(WORK ORDER): All entries below are to be duplicated verbatim.

(RECORDS TO USE):
○ ○ ○ ○
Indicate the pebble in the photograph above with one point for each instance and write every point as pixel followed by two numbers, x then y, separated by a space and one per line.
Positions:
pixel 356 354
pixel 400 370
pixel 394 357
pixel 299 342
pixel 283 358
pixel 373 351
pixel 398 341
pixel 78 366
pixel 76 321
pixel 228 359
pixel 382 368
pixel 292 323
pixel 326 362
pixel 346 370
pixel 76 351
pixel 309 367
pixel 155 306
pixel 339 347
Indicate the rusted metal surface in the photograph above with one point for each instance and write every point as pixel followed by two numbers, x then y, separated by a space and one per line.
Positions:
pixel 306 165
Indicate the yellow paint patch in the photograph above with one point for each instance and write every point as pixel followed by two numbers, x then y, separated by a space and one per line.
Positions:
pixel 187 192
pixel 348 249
○ ○ ○ ○
(EXPECTED ANSWER):
Indicate the pebble in the photograph above with one point for each instance and write every point as pixel followed by two numbers, x then y, separated by a space and one per line.
Positions:
pixel 356 354
pixel 400 370
pixel 394 357
pixel 299 342
pixel 283 358
pixel 373 351
pixel 398 341
pixel 78 366
pixel 76 321
pixel 228 359
pixel 382 368
pixel 292 323
pixel 326 362
pixel 346 370
pixel 76 351
pixel 309 367
pixel 155 306
pixel 339 347
Indicate the rusted metal surface in the photograph above with one point for each instance and write every point as pixel followed by two numbers, x then y, separated by a space and one per line.
Positions:
pixel 306 165
Indicate the yellow paint patch in the photograph above with one point for each instance and write every point as pixel followed by two numbers, x then y, separated by a space and one per line.
Positions:
pixel 187 192
pixel 348 249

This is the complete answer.